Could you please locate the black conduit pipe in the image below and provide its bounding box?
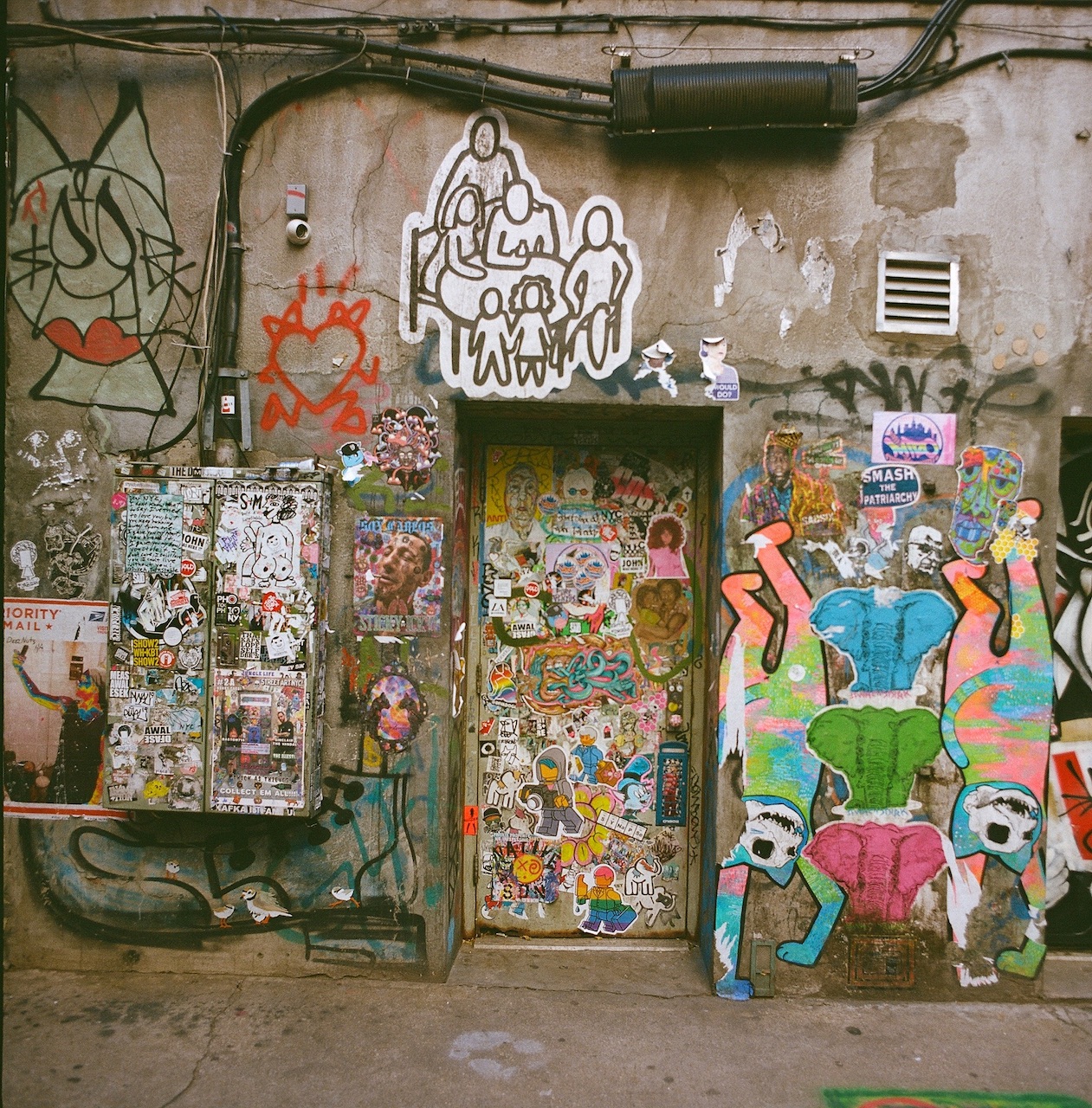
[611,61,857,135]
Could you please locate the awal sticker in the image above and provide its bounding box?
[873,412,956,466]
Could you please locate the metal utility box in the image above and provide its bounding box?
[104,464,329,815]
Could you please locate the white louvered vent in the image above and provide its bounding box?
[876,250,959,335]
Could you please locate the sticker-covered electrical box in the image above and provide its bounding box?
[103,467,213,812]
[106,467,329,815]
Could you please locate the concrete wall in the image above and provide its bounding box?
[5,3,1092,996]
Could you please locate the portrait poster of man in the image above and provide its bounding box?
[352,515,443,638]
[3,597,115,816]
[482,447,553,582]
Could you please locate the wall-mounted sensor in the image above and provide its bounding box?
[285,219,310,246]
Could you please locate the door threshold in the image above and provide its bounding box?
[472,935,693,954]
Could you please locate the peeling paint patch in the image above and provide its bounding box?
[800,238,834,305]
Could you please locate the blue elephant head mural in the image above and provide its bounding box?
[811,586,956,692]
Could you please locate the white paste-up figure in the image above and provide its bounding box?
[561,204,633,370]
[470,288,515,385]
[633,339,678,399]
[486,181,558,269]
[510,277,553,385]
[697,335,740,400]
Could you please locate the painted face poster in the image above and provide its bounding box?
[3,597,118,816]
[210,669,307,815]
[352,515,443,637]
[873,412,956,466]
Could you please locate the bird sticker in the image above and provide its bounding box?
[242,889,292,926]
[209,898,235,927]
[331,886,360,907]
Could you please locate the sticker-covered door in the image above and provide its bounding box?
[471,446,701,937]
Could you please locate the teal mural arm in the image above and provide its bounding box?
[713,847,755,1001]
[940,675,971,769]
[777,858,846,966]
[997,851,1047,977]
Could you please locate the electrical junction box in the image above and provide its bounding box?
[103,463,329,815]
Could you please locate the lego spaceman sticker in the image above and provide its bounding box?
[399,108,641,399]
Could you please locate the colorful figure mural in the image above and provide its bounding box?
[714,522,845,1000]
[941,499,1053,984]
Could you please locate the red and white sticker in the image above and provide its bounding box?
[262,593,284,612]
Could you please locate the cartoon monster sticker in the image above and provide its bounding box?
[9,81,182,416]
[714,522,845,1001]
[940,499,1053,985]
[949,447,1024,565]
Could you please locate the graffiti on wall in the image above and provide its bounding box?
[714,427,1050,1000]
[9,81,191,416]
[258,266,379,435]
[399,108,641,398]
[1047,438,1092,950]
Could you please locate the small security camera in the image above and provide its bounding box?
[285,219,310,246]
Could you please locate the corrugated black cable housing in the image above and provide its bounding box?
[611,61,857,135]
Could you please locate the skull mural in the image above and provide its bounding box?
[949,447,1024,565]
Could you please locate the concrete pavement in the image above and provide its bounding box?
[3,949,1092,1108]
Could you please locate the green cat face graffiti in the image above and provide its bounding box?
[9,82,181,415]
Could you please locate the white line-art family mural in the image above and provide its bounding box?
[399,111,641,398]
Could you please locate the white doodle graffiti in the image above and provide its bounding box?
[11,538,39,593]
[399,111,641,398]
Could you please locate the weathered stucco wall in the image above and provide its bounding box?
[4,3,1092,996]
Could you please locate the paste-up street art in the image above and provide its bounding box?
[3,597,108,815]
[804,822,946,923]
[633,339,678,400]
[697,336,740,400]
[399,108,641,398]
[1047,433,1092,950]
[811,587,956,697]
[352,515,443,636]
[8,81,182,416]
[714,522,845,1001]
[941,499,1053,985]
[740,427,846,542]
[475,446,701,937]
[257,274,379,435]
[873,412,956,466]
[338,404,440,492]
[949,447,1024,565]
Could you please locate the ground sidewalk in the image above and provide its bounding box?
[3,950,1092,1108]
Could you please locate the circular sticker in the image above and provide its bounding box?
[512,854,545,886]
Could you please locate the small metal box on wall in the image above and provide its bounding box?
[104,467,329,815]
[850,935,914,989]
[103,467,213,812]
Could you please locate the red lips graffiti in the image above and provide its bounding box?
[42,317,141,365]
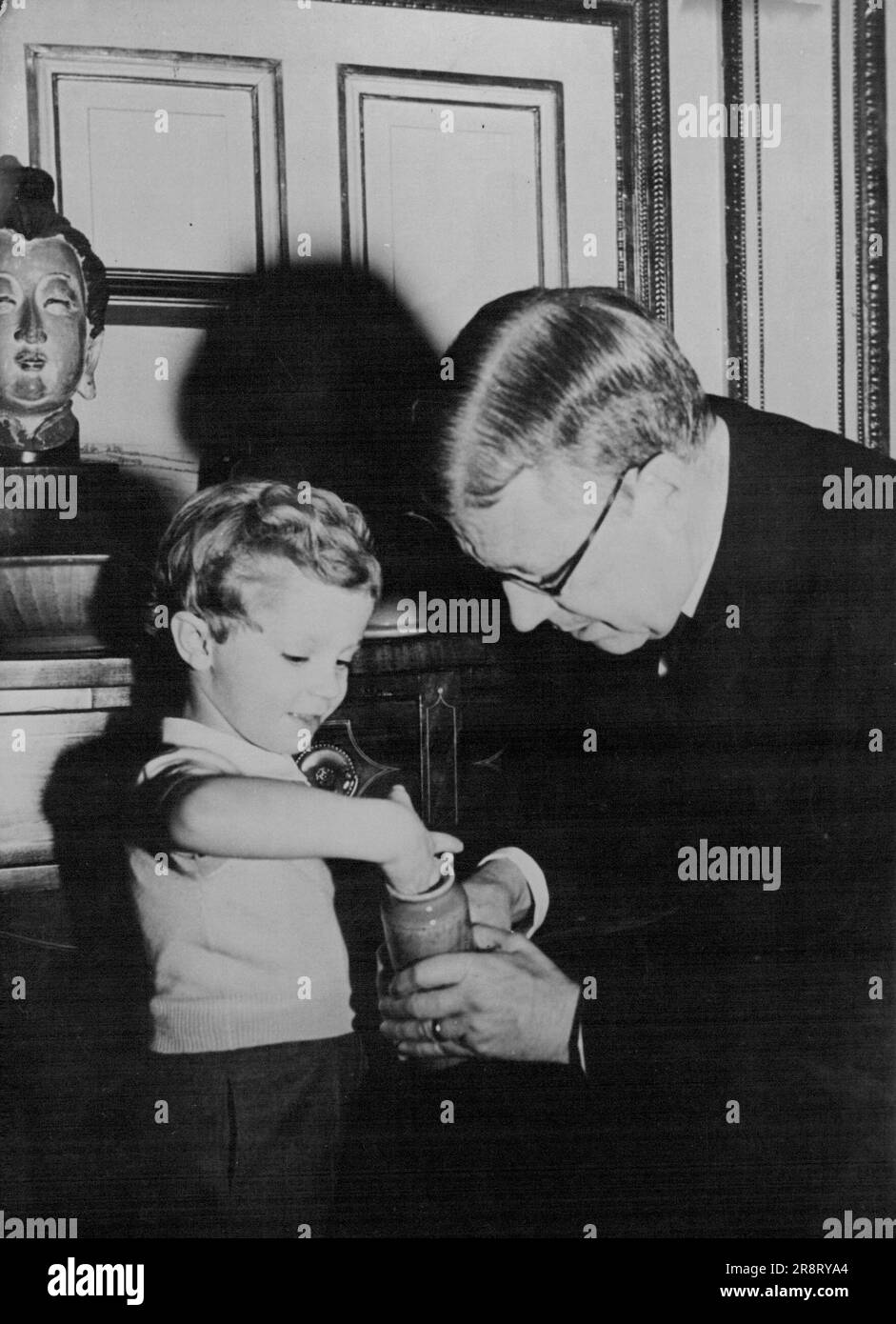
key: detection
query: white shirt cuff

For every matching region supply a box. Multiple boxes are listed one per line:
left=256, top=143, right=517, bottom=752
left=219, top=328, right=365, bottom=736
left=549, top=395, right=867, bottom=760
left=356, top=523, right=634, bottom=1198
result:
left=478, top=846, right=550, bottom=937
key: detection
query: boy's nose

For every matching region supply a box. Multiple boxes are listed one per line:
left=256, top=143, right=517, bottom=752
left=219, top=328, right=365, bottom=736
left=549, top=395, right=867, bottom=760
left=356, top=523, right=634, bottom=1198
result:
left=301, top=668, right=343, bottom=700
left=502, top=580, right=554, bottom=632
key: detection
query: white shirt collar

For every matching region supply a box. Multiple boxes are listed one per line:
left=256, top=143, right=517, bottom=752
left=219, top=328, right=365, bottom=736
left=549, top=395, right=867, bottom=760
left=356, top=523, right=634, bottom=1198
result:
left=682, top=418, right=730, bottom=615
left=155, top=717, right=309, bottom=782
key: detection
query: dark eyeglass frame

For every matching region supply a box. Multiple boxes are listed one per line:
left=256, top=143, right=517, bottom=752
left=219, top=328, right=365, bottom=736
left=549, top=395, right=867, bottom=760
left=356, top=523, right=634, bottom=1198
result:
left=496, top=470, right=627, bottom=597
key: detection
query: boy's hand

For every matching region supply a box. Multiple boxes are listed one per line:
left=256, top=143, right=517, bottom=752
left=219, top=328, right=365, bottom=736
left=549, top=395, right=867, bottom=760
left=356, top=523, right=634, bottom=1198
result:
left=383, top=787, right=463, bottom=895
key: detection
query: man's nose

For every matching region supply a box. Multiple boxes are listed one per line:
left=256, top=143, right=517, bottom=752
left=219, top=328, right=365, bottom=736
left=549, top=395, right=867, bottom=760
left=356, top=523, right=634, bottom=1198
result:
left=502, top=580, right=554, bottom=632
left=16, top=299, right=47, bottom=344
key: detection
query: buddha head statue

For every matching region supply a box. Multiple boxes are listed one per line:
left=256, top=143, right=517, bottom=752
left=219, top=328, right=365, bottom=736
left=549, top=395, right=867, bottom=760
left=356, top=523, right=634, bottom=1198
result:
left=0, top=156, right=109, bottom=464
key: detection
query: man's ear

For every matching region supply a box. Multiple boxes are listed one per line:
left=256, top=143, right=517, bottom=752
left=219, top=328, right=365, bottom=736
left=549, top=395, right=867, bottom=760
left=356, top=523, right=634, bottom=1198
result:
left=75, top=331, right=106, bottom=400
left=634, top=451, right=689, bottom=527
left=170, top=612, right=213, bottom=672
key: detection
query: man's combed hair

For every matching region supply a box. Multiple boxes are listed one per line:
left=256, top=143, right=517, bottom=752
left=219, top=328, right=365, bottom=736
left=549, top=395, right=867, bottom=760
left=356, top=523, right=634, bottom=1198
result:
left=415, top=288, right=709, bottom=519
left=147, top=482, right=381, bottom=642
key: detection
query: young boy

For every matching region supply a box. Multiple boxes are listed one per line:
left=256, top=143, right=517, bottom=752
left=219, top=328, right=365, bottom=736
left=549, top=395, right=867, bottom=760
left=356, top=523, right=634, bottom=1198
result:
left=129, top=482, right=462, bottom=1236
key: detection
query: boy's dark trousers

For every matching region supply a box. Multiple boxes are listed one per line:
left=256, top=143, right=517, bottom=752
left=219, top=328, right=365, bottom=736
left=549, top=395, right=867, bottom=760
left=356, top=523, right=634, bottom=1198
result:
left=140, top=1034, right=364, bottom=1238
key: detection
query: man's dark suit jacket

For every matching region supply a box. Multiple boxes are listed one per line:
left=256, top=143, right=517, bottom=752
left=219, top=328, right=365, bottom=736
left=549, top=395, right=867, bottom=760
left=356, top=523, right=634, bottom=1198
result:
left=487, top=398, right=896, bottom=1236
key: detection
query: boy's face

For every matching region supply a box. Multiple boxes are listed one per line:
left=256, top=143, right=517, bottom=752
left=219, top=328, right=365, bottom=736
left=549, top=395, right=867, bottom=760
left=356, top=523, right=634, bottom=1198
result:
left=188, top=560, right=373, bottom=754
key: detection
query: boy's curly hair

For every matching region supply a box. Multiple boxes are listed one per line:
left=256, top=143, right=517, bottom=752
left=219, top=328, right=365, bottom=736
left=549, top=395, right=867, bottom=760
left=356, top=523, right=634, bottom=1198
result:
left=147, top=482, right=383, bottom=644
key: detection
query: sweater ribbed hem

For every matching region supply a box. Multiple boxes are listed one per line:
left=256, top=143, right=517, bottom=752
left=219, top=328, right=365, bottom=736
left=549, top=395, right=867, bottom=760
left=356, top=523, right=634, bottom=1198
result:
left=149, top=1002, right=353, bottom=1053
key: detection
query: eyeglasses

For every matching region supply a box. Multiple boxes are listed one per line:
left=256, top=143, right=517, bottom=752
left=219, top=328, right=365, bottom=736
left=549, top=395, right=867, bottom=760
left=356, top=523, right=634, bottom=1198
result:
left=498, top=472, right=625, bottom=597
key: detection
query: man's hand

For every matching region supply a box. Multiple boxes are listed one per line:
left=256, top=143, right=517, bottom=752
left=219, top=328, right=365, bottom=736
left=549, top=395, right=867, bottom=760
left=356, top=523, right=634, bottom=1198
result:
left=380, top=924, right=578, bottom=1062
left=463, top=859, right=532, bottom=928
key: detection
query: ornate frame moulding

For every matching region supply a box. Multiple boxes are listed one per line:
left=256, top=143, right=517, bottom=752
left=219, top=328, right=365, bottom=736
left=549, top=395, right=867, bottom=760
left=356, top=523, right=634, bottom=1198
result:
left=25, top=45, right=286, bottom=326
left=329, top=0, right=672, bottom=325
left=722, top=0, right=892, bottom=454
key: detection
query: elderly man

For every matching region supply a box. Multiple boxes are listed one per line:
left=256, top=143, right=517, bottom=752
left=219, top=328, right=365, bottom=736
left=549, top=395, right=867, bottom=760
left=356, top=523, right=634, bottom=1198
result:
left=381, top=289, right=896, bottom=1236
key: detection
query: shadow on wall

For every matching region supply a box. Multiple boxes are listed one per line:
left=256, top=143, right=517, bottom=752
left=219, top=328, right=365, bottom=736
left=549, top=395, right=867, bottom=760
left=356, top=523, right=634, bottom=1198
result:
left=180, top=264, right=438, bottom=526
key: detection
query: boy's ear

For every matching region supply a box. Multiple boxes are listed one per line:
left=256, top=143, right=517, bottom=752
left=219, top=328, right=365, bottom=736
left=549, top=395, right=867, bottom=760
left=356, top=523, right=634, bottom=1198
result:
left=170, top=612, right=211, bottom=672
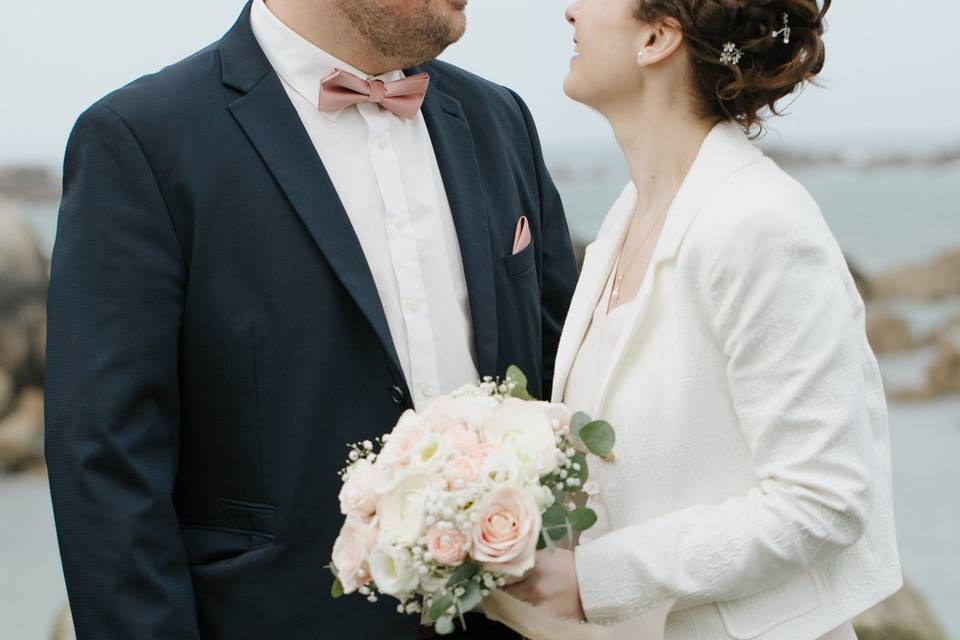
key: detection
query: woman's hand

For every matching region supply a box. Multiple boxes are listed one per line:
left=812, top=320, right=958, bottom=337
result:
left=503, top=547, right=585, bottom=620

○ ○ ○ ○ ○ ○ ○

Rewrite the part of the entries that opens with the line containing "Could you please locate the weathered" and closes with the line containing "[512,854,545,886]", swapping "sidewalk" for "pavement" and leaving everything else as it is. Give only those lines.

Could you please locate the weathered stucco wall in the image above and provide its bounding box?
[4,3,1092,996]
Could you please locate the paste-up street art in the image above and provide its bounding box?
[3,597,108,815]
[804,822,946,923]
[633,339,678,400]
[697,336,740,400]
[399,108,641,398]
[1047,433,1092,950]
[811,587,956,697]
[352,515,443,636]
[8,81,182,416]
[714,522,845,1001]
[941,499,1053,985]
[740,427,846,542]
[475,446,701,937]
[257,274,379,435]
[873,412,956,466]
[338,404,440,492]
[949,447,1024,565]
Could you please locate the ground pavement in the image above and provide its bounding box?
[3,950,1092,1108]
Could you please locate the circular sticker in the image above and provide its bounding box?
[512,854,545,886]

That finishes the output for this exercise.